>> begin

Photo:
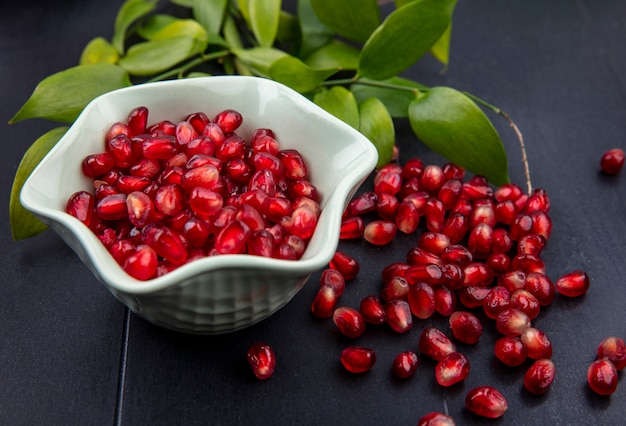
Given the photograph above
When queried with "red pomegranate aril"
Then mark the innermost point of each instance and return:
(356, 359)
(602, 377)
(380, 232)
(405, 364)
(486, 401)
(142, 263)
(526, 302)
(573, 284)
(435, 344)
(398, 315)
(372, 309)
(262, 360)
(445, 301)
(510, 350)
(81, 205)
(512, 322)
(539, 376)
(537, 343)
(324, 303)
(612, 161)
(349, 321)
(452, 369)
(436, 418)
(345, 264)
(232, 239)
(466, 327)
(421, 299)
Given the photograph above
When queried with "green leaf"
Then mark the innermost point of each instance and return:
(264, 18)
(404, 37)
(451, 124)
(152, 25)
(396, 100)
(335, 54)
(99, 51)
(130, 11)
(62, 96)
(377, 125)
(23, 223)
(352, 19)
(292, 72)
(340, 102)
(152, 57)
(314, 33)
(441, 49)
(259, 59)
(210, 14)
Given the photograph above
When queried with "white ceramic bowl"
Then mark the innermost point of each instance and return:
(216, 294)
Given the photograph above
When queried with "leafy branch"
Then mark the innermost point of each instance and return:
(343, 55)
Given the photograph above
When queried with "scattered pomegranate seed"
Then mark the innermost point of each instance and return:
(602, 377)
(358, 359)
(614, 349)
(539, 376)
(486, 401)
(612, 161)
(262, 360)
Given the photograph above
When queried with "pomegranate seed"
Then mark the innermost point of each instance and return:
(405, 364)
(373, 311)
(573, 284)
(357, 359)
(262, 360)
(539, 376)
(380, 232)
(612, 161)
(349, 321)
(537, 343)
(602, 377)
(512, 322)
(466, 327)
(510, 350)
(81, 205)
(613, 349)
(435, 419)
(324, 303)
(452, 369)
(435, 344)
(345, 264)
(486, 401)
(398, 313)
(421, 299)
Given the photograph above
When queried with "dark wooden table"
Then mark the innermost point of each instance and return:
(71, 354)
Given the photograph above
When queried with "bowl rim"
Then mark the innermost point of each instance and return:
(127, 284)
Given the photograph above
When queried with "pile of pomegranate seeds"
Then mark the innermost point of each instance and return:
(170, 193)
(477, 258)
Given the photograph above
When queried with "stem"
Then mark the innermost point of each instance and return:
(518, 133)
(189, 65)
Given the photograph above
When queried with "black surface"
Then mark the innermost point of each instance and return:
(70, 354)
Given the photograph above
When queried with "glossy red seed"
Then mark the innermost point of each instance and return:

>> end

- _THE REQUEST_:
Your copy should hold every record word for word and none of the pictures.

- _REPLY TO THE EXERCISE_:
Photo:
Given the photograph above
When queried with "red pomegranate aril"
Then mark the innermost point of each instance and return:
(356, 359)
(602, 377)
(380, 232)
(405, 364)
(486, 401)
(142, 263)
(526, 302)
(573, 284)
(435, 344)
(398, 315)
(372, 309)
(262, 360)
(445, 301)
(510, 350)
(81, 205)
(512, 322)
(539, 376)
(537, 343)
(324, 303)
(612, 161)
(349, 321)
(452, 369)
(436, 418)
(345, 264)
(232, 239)
(466, 327)
(421, 299)
Given the photograph above
When queried with "green leaf"
Then mark the innermost point of each instance and return:
(264, 18)
(404, 37)
(451, 124)
(152, 25)
(396, 100)
(335, 54)
(99, 51)
(130, 11)
(62, 96)
(377, 125)
(23, 223)
(352, 19)
(292, 72)
(340, 102)
(152, 57)
(314, 33)
(441, 49)
(259, 59)
(210, 14)
Given the photograph above
When queried with "white ceramic bowl"
Then mark the innermost point of each instance and return:
(216, 294)
Given the photograph above
When queried with "leafy branch"
Then mark the innermost point of each instance and return:
(343, 55)
Given the photograph above
When queried with "scattered pomegranate seed"
Then mark the innermost point of each instance and return:
(602, 377)
(358, 359)
(614, 349)
(539, 376)
(486, 401)
(612, 161)
(262, 360)
Given the photograph above
When queried with "pomegranate seed"
Then mark the innermost point of each instance and return:
(405, 364)
(373, 311)
(573, 284)
(357, 359)
(262, 360)
(539, 376)
(380, 232)
(612, 161)
(349, 321)
(537, 343)
(602, 377)
(512, 322)
(466, 327)
(510, 350)
(81, 205)
(613, 349)
(435, 419)
(324, 303)
(452, 369)
(435, 344)
(345, 264)
(486, 401)
(398, 313)
(421, 299)
Given the photograph above
When queried with "dark wooden table"
Then mark the innermost point of each instance and return:
(71, 354)
Given the photograph above
When queried with "bowl rim"
Then mark the innermost point of each instance and return:
(127, 284)
Given the photograph above
When queried with "pile of pomegranate seeds"
Then mark the innermost point of each instance and return:
(170, 193)
(477, 258)
Given the photograph above
When queried with "stem"
Then mark the innermost point of each instance and return:
(518, 133)
(189, 65)
Given the photograph above
When queried with "black surface"
Then mark the innermost point of each instance and return:
(70, 354)
Given the photograph above
When queried with "glossy red seed"
Then mark the innermost point of each instance and return:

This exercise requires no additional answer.